- Action item
Your answer should hold only the line containing "Can you find the teal" and each line that follows it in the listing, copied exactly.

··· Data supplied ···

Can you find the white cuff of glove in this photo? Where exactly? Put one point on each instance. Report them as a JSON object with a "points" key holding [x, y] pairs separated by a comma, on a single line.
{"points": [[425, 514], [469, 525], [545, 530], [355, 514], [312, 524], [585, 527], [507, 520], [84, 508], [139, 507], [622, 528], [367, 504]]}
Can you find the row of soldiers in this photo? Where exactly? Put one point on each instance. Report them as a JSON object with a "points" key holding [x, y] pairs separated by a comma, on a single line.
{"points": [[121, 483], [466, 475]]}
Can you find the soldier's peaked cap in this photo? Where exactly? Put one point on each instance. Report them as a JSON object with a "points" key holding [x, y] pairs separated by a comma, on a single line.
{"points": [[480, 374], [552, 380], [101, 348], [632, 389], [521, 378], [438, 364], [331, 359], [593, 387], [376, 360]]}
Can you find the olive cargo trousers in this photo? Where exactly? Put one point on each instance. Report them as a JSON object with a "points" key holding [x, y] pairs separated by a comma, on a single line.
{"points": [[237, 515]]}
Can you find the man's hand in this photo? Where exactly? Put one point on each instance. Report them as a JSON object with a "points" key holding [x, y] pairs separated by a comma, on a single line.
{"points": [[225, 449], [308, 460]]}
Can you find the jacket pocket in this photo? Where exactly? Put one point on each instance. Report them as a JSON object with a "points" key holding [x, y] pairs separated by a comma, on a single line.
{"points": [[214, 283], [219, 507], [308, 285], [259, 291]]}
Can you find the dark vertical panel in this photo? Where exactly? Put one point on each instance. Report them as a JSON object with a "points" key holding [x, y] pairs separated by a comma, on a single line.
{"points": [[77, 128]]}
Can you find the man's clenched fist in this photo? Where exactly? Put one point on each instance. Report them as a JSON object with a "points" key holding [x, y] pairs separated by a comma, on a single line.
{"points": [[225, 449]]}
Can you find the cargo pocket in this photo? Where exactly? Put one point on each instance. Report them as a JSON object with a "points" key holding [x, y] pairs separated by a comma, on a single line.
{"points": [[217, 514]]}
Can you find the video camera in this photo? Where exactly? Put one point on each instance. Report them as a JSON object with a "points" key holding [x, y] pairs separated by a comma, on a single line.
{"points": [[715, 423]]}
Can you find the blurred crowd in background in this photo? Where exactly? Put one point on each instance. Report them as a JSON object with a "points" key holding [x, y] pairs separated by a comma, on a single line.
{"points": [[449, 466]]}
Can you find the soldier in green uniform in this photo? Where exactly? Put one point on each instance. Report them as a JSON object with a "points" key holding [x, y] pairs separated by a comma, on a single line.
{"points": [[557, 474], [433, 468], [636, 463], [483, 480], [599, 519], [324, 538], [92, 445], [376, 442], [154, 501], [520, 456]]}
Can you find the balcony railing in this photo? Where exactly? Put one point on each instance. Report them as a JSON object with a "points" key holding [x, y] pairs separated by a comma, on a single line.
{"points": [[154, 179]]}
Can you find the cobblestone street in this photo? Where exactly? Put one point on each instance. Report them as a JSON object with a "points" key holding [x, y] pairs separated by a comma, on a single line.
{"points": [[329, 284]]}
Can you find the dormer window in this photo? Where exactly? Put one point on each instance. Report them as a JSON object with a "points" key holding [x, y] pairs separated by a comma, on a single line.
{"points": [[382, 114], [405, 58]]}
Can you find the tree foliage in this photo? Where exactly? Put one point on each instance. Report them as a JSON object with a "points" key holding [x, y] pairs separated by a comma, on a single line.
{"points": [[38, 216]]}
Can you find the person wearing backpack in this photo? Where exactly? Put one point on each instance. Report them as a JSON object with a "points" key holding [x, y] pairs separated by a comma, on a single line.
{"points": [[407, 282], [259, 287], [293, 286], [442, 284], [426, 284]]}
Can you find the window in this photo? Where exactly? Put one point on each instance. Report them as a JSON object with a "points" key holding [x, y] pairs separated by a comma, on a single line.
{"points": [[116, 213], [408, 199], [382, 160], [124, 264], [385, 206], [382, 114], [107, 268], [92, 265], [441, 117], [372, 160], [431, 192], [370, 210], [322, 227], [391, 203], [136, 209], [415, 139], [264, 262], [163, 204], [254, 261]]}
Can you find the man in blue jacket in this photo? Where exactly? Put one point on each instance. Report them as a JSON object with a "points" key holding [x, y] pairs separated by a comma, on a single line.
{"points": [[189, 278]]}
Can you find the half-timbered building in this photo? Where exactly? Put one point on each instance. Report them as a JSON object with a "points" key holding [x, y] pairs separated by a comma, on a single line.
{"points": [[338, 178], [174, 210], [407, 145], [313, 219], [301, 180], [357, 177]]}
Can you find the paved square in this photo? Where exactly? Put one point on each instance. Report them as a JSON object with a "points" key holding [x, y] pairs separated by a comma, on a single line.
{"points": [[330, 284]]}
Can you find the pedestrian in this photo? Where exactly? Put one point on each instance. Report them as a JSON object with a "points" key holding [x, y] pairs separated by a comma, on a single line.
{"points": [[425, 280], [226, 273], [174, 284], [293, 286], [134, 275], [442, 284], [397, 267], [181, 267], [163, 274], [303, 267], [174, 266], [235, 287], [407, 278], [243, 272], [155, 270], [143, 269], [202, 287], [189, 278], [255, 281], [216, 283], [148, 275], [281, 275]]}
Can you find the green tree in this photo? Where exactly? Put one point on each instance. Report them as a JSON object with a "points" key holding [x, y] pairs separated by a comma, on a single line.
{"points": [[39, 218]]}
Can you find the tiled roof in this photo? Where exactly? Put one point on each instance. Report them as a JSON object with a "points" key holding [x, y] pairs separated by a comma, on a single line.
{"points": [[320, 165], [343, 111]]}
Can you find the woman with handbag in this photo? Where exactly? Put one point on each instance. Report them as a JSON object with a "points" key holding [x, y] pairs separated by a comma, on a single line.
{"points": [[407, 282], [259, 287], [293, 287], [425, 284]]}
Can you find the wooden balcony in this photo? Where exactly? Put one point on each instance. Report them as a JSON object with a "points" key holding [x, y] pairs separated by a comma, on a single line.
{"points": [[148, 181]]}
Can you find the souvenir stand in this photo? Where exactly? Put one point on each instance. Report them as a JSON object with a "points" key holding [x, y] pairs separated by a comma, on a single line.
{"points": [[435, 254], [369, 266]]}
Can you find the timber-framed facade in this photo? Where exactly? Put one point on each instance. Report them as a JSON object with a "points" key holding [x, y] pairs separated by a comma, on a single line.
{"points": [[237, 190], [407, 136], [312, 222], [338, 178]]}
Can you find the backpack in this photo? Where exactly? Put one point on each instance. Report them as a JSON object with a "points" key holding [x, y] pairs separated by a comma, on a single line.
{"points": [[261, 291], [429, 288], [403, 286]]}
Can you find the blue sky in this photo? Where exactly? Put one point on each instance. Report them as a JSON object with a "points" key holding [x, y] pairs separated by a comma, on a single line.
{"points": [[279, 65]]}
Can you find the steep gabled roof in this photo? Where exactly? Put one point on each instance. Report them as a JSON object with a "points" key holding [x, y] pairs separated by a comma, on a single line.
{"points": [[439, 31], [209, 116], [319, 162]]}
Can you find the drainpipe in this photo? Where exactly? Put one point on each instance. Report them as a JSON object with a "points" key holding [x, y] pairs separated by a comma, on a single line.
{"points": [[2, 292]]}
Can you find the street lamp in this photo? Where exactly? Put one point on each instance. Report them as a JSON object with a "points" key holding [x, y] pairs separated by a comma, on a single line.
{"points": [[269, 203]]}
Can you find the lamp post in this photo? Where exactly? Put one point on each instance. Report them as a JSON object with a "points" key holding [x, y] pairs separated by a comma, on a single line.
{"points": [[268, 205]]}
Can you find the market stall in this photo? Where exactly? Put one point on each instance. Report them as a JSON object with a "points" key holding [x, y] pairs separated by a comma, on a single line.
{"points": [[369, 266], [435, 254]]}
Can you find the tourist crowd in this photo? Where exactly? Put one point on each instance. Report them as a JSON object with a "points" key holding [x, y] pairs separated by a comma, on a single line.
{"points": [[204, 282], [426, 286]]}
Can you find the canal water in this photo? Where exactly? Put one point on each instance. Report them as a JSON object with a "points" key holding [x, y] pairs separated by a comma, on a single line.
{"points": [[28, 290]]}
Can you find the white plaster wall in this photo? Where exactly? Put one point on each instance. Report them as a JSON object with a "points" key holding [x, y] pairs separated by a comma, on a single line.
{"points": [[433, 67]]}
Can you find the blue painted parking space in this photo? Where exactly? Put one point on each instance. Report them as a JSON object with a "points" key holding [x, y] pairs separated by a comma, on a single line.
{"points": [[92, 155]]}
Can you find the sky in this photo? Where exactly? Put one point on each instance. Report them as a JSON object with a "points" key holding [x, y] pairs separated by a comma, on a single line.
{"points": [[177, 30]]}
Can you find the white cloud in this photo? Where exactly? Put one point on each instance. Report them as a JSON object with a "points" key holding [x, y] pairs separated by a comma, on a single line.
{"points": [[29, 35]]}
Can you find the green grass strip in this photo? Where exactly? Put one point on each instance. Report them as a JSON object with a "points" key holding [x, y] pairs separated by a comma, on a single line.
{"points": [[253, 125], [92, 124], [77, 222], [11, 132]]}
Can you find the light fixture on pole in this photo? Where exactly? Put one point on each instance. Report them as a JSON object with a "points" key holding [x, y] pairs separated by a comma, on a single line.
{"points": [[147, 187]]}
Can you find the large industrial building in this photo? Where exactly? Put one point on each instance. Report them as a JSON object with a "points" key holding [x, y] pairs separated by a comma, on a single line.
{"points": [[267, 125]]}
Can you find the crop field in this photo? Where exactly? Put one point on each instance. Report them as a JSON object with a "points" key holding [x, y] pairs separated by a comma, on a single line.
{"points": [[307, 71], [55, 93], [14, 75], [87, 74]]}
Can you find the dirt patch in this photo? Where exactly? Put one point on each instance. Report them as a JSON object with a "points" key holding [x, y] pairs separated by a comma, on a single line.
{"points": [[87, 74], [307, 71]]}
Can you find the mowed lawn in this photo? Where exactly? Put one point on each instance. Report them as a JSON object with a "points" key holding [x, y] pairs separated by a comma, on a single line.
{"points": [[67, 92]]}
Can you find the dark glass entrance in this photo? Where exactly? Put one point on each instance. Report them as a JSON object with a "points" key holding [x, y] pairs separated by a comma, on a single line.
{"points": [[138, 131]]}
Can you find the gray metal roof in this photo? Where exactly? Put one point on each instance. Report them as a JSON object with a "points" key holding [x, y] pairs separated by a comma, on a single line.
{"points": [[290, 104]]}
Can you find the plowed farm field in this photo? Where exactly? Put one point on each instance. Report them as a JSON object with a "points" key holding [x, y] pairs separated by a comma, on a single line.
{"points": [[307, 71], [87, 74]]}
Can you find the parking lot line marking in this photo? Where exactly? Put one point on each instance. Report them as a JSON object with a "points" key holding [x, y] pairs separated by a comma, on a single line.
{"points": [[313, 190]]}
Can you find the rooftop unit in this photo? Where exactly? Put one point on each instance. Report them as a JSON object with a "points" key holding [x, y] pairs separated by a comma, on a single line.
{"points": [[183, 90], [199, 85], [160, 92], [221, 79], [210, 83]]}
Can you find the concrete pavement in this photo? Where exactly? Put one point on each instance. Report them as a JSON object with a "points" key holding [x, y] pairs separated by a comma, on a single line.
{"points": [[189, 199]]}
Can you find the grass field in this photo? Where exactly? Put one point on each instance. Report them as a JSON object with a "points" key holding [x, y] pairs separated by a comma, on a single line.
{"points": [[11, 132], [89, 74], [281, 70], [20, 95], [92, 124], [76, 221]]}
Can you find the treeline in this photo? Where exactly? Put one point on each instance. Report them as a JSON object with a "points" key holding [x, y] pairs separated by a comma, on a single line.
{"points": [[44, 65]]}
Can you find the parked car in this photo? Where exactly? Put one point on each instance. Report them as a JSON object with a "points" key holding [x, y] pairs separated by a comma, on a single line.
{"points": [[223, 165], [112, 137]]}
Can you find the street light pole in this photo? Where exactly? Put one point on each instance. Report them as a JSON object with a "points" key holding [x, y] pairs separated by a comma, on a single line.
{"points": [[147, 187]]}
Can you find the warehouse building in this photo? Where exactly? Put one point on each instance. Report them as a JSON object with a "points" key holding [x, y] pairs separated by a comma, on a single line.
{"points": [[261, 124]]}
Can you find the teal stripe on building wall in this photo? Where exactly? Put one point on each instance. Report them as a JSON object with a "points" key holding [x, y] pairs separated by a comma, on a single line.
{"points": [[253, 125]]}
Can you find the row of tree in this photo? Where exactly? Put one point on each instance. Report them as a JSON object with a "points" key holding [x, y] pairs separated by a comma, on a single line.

···

- Solution
Can you find the teal stripe on building wall in this photo? Where exactly? Put one point on each instance. Report them as a JSON object with a "points" key holding [x, y] pairs separated by a comma, on a single line.
{"points": [[253, 125]]}
Can you find the row of tree in this photo? Where exactly? Put one point on each instance. Report them as a JSON object with a "points" key holding [x, y] pairs separated by a comma, on a single line.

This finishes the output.